NAME

ompa-pa.pl - Extract seqs from BLAST/HMMER interactively or in batch mode

VERSION

version 0.252040

USAGE

ompa-pa.pl <infiles> --database=<file> [optional arguments]

REQUIRED ARGUMENTS

<infiles>

Path to input BLAST/HMMER report files [repeatable argument].

OPTIONAL ARGUMENTS

--report-type=<str>

Type of the reports used as infiles [default: blastxml]. Currently, the following types are available:

- blastxml (XML BLAST reports generated with -outfmt 5)
- hmmertbl (tabular HMMER reports generated with -domtblout)
--database=<file>

Path to the sequence database used to generate the reports. For efficiency, this argument must always be the basename of a BLAST database, even when the reports where obtained using hmmsearch on a FASTA file.

To build such a database, use one of the following commands:

$ makeblastdb -in database.fasta -out database -dbtype prot -parse_seqids
$ makeblastdb -in database.fasta -out database -dbtype nucl -parse_seqids

This argument is required when the option --extract-seqs is enabled.

--skip-config=<file>

Path to an optional configuration file specifying the reports to skip based on their raw taxonomic content [default: none]. The assessment is made before any filtering other than --max-hits.

Given entries:
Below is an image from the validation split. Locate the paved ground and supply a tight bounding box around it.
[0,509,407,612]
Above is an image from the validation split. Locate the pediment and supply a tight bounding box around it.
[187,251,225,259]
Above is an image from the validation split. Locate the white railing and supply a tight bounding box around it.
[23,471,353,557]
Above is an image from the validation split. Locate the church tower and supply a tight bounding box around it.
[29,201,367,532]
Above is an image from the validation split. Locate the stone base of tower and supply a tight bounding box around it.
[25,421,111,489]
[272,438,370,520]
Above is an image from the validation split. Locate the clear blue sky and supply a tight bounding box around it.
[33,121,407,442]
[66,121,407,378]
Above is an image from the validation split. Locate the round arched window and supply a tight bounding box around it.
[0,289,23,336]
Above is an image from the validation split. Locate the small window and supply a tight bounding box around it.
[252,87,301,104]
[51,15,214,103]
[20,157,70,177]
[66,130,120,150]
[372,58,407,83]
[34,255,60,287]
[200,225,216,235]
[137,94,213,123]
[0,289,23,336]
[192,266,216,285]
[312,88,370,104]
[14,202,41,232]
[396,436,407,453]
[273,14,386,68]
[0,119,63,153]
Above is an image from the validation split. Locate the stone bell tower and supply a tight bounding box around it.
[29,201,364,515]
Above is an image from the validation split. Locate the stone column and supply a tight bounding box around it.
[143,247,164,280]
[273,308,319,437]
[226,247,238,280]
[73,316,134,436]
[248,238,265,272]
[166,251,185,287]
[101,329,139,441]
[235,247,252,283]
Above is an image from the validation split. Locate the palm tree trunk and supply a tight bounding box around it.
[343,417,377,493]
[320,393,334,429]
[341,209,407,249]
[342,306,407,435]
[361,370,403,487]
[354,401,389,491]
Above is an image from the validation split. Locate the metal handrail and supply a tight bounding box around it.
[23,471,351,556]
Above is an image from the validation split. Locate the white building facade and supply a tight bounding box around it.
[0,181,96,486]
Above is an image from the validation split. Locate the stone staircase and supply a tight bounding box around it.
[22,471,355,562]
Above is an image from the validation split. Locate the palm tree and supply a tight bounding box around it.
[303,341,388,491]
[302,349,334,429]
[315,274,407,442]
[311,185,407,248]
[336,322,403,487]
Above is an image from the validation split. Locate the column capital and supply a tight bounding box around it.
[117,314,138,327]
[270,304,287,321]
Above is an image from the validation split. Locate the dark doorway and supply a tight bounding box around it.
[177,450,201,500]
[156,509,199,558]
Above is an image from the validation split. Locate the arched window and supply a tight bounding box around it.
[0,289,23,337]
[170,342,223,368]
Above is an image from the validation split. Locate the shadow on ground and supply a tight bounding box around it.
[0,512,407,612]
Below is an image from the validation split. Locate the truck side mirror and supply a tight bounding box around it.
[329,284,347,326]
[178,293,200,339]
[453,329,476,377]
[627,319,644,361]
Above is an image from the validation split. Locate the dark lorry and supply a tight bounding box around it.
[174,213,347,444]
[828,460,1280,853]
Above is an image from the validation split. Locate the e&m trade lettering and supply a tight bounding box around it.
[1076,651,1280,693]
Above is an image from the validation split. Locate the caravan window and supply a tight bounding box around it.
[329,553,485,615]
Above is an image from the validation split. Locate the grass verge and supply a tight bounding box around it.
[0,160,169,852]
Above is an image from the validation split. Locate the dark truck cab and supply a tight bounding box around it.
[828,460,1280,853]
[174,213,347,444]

Directions:
1. In the ompa-pa.pl documentation, which option must be enabled for --database to be required?
2. From the ompa-pa.pl documentation, return the part that opens with the words containing "REQUIRED ARGUMENTS" and closes with "generated with -domtblout)".
3. Continue the ompa-pa.pl documentation from the point where it stops.

Responses to the tasks:
1. --extract-seqs

2.
REQUIRED ARGUMENTS

<infiles>

Path to input BLAST/HMMER report files [repeatable argument].

OPTIONAL ARGUMENTS

--report-type=<str>

Type of the reports used as infiles [default: blastxml]. Currently, the following types are available:

- blastxml (XML BLAST reports generated with -outfmt 5)
- hmmertbl (tabular HMMER reports generated with -domtblout)

3.
The configuration file follows the classifier format (often YAML) of <classify-ali.pl>. This requires enabling taxonomic annotation and thus a local mirror of the NCBI Taxonomy database

--colorize=<scheme>

When specified, sequence points are colored after their taxon using the specified CLS file. As above, this requires enabling taxonomic annotation and thus a local mirror of the NCBI Taxonomy database.

--taxdir=<dir>

Path to local mirror of the NCBI Taxonomy database.

To build such a directory, use the following command:

$ setup-taxdir.pl --taxdir=taxdir
--max-hits=<n>

Maximum number of hits to read from the report [default: 200000]. This limit is implemented for efficiency. It applies before any other filter.

--min-cov=<n>

Minimum BLAST query or HMMER model coverage for selected hits [default: 0.7].

--max-copy=<n>

Maximum gene copy number per organism for selected hits [default: 3].

--extract-seqs

Sequence extraction switch [default: no]. When specified, selected sequences are stored into a FASTA file using the same basename as other output files. This requires a BLAST database (see option --database above).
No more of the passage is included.